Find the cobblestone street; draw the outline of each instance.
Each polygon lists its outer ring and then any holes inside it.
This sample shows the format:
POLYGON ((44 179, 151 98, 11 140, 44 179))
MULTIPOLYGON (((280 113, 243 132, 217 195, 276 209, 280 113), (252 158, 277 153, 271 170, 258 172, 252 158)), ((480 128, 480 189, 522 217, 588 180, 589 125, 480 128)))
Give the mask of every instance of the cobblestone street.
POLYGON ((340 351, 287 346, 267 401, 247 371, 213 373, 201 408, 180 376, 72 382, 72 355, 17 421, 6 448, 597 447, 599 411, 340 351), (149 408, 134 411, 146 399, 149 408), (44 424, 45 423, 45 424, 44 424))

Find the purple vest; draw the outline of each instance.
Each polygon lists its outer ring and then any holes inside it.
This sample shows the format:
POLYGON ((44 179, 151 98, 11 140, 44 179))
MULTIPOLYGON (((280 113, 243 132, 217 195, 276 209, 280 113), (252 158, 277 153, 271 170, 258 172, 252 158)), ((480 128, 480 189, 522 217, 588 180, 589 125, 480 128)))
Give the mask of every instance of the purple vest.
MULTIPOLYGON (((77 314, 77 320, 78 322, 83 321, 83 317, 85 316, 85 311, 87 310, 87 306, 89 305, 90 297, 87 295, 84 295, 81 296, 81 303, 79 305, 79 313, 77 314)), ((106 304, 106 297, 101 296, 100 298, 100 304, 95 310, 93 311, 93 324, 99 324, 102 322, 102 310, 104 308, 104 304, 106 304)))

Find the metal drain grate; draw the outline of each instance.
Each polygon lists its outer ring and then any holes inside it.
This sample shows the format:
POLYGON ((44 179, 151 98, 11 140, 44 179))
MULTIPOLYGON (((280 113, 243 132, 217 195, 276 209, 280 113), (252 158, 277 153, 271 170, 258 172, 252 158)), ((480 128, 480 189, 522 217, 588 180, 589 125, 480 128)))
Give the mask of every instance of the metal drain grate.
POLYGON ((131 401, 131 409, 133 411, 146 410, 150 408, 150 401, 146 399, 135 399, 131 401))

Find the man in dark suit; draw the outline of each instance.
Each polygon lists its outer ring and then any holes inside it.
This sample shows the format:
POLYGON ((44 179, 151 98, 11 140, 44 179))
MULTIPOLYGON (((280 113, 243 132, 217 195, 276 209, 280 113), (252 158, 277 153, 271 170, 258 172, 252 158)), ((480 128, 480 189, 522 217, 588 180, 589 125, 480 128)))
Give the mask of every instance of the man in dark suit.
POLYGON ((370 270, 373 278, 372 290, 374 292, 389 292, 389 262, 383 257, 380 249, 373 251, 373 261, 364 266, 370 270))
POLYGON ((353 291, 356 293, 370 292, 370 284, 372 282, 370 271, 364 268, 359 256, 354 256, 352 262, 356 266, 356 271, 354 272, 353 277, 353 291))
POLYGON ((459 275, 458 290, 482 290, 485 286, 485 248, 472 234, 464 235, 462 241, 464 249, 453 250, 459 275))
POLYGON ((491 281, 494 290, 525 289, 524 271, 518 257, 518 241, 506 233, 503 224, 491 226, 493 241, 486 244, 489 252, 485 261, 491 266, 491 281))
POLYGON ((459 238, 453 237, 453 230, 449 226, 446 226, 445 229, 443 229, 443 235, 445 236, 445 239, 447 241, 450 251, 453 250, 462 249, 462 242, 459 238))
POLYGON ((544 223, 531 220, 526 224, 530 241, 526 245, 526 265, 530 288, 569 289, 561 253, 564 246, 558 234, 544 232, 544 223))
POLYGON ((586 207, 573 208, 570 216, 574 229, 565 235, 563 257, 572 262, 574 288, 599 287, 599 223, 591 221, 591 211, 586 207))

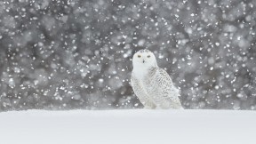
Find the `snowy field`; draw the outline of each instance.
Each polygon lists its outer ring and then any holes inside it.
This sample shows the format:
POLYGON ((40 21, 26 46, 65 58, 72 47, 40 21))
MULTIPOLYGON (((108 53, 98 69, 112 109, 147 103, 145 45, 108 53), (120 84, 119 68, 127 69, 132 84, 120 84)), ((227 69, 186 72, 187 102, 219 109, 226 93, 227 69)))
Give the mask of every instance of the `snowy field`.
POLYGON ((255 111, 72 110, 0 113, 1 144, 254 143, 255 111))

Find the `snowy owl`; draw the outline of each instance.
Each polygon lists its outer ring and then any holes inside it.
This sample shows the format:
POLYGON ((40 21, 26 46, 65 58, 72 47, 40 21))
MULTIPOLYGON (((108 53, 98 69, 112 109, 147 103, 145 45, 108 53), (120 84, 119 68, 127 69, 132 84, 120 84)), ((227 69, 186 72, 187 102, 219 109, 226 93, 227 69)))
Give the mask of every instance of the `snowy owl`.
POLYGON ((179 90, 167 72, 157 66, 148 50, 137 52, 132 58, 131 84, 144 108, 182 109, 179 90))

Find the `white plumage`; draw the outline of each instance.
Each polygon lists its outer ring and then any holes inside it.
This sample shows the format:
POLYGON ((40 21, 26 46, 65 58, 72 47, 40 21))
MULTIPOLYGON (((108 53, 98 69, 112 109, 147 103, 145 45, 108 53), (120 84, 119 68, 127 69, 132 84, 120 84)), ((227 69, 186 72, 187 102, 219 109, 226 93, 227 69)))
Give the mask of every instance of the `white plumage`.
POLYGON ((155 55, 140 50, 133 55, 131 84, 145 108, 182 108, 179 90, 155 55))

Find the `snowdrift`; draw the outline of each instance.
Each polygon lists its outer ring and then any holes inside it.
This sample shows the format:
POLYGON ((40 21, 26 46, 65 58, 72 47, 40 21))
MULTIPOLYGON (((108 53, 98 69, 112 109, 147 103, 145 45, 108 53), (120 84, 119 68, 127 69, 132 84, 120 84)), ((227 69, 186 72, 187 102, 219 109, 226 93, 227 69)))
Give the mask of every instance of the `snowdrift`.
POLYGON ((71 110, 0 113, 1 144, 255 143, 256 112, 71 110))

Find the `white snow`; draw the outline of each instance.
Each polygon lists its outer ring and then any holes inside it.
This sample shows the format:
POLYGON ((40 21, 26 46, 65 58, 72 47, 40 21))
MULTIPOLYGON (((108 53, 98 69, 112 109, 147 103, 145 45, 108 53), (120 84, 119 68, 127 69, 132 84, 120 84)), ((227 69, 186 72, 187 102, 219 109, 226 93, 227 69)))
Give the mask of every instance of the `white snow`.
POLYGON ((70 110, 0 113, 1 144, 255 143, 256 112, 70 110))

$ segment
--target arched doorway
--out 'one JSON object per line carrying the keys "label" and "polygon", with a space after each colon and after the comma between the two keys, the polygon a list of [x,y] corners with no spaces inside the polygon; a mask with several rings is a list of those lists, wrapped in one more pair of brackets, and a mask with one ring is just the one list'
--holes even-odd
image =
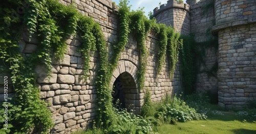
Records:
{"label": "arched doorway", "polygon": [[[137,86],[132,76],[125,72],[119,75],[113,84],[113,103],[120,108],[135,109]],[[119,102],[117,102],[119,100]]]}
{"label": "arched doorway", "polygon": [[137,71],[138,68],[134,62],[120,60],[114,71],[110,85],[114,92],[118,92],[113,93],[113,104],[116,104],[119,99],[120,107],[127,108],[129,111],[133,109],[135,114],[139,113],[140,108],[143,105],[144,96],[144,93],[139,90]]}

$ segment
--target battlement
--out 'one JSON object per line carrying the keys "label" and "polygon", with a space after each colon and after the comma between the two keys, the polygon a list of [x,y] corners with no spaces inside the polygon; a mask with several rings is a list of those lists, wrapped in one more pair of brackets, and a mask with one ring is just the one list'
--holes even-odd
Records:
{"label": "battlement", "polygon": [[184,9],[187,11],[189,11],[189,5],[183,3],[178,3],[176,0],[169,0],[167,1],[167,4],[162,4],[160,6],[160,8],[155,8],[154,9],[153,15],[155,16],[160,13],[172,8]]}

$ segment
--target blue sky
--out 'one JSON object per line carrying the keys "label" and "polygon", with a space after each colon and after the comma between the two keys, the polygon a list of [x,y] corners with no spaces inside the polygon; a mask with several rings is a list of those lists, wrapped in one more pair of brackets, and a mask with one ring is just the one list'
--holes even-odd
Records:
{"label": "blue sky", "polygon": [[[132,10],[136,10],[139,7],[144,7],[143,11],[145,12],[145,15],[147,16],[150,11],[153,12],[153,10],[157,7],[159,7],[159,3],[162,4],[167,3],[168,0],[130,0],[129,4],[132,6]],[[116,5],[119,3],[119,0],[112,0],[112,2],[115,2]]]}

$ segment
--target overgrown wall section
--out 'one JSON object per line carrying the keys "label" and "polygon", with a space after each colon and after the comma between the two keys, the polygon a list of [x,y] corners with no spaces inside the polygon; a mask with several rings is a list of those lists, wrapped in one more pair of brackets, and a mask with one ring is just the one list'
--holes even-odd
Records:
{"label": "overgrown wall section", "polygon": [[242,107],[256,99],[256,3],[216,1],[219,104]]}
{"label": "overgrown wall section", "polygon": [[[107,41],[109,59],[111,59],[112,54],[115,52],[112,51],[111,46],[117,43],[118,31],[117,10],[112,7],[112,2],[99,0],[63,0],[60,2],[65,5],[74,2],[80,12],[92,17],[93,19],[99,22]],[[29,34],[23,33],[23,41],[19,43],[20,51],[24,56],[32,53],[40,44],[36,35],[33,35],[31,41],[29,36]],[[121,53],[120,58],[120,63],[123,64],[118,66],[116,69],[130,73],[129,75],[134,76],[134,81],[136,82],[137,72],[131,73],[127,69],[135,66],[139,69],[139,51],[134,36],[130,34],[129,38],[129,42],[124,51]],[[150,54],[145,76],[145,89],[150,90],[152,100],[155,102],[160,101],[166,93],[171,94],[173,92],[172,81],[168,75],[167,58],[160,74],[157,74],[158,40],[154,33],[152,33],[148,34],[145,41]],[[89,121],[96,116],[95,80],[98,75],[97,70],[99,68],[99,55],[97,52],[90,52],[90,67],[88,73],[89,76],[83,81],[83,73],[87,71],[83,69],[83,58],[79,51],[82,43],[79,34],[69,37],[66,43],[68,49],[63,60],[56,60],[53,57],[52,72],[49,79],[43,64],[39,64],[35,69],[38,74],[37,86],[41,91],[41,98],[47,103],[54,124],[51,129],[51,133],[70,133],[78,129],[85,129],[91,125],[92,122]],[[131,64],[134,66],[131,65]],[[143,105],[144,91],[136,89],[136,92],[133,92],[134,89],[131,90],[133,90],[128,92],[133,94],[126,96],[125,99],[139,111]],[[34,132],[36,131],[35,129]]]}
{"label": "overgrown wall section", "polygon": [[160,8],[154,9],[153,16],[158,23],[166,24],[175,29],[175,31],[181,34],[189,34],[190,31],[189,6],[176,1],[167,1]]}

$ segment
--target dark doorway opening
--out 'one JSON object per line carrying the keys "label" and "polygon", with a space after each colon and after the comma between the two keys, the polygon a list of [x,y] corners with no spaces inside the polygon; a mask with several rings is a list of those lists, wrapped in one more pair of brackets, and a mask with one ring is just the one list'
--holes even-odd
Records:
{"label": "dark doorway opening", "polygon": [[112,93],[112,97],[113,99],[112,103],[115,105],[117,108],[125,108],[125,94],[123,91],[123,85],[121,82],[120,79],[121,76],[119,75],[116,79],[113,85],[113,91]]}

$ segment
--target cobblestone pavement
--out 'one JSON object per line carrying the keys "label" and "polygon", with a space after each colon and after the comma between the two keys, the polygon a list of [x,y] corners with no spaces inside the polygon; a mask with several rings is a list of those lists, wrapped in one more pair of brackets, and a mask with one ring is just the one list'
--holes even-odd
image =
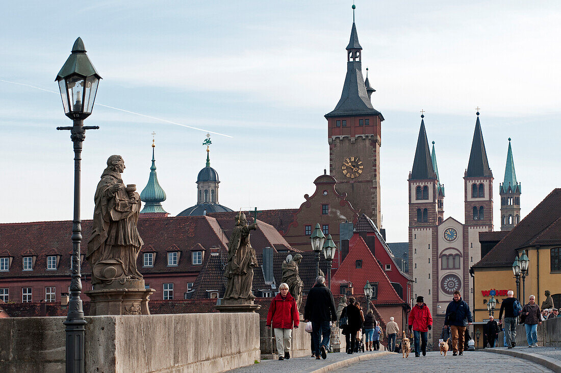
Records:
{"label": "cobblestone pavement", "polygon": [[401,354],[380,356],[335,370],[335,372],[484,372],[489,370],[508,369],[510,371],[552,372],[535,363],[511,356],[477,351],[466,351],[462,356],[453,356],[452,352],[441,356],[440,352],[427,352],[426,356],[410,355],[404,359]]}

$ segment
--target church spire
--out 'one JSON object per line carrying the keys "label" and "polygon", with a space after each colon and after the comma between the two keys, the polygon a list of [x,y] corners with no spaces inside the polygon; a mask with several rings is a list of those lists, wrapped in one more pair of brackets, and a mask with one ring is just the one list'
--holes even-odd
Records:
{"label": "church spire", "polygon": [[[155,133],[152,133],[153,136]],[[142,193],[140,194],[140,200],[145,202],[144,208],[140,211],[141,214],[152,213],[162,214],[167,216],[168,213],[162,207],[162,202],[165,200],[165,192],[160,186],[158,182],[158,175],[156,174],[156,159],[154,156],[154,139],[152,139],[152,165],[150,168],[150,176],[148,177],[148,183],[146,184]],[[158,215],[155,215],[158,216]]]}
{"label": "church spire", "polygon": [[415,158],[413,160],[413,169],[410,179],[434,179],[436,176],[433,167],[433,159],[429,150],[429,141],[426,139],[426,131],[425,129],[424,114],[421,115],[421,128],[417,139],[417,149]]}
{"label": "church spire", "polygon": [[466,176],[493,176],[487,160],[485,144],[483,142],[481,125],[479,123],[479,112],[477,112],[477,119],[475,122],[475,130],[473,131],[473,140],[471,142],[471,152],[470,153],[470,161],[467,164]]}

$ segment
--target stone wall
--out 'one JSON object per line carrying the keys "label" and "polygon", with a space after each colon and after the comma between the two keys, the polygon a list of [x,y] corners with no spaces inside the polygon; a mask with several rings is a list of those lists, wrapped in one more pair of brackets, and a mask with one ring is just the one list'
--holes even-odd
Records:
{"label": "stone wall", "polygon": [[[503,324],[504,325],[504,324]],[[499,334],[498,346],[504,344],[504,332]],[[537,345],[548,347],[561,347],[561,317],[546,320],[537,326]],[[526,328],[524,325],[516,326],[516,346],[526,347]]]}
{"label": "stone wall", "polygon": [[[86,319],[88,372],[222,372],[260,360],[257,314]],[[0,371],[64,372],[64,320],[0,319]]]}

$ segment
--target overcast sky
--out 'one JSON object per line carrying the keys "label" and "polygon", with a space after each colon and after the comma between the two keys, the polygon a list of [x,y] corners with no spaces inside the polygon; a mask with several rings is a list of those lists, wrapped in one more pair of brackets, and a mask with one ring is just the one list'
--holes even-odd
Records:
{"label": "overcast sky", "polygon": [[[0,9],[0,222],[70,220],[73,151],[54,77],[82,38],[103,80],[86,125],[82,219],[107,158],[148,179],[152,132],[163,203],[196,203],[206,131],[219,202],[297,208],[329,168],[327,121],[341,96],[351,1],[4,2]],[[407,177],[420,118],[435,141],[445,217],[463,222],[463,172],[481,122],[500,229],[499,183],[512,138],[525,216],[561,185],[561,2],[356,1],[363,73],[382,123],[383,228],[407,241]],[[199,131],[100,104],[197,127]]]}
* * *
Rewrite only the lines from the line with "Find the purple" to the line with "POLYGON ((131 401, 131", changing "outline" to "contour" and leaving everything else unchanged.

Find the purple vest; draw the contour of each instance.
Each polygon lists its outer ring and then any holes inside it.
This sample shows the format:
POLYGON ((44 179, 151 98, 11 140, 44 179))
MULTIPOLYGON (((280 113, 243 132, 217 195, 276 209, 280 113), (252 158, 277 153, 271 170, 258 172, 252 158)), ((480 128, 480 189, 522 217, 588 180, 589 125, 480 128)))
Give the mask of every instance of the purple vest.
MULTIPOLYGON (((77 314, 77 320, 78 322, 83 321, 83 317, 85 316, 85 311, 87 310, 87 306, 89 305, 90 297, 87 295, 84 295, 81 296, 81 303, 79 305, 79 313, 77 314)), ((106 304, 106 297, 101 296, 100 298, 100 304, 95 310, 93 311, 93 324, 99 324, 102 322, 102 310, 104 308, 104 304, 106 304)))

Find the metal drain grate; draw the contour of each instance.
Each polygon lists its outer ring and then any holes inside it.
This sample shows the format:
POLYGON ((44 179, 151 98, 11 140, 44 179))
MULTIPOLYGON (((280 113, 243 132, 217 195, 276 209, 280 113), (252 158, 277 153, 271 170, 258 172, 252 158)), ((480 128, 480 189, 522 217, 588 180, 589 125, 480 128)))
Give the mask of every instance of the metal drain grate.
POLYGON ((131 401, 131 409, 133 411, 146 410, 150 408, 150 401, 146 399, 135 399, 131 401))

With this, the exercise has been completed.